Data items
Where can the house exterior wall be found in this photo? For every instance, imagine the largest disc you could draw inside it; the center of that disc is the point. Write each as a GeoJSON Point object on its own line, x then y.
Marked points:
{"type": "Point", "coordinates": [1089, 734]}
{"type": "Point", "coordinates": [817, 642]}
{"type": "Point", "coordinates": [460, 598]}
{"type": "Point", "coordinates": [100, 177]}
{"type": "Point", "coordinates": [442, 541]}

*Problem to solve*: Turn each item above into a numbered list of its lines, leaving out any blank lines.

*Full response*:
1. Where can the house exterior wall be found in this photo? For every instance, imagine the largest disc you could draw inside it; the center of that disc is the point. Write each as a GeoJSON Point object on its own line, x then y.
2. Marked points:
3. {"type": "Point", "coordinates": [1089, 734]}
4. {"type": "Point", "coordinates": [817, 642]}
5. {"type": "Point", "coordinates": [460, 598]}
6. {"type": "Point", "coordinates": [100, 177]}
7. {"type": "Point", "coordinates": [442, 541]}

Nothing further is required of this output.